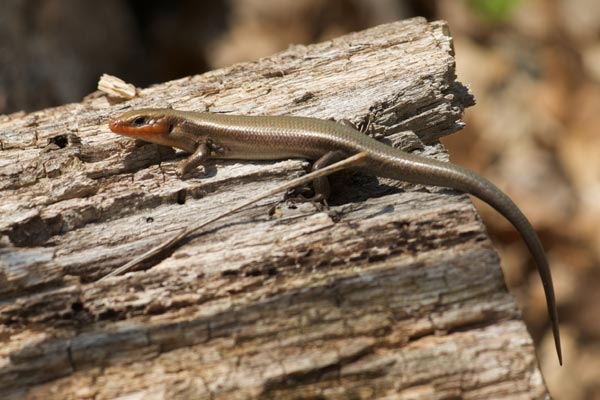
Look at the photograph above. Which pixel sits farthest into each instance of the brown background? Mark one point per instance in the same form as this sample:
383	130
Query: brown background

################

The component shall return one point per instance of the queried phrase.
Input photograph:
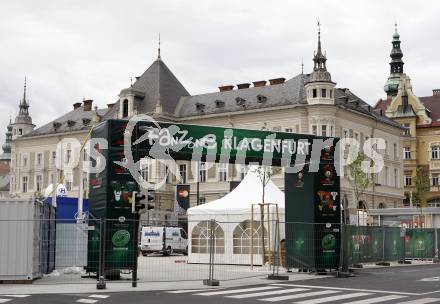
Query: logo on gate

################

The task: Copy every line of the listing that includes the string "background".

Task result:
Look at the photograph above. Which pixel sits farthest into each instance of the brown background? Mark one point per instance in the same form as this sample:
Query: brown background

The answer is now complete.